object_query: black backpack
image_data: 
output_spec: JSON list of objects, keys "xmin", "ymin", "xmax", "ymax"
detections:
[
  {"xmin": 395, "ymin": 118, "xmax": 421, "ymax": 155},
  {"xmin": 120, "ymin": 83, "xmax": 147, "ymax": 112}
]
--------------------------------
What you are asked to do: Output every line of the listing exactly as written.

Written solution:
object_query: black backpack
image_data: 
output_spec: JSON list of objects, keys "xmin", "ymin", "xmax", "ymax"
detections:
[
  {"xmin": 395, "ymin": 118, "xmax": 421, "ymax": 155},
  {"xmin": 120, "ymin": 83, "xmax": 147, "ymax": 112}
]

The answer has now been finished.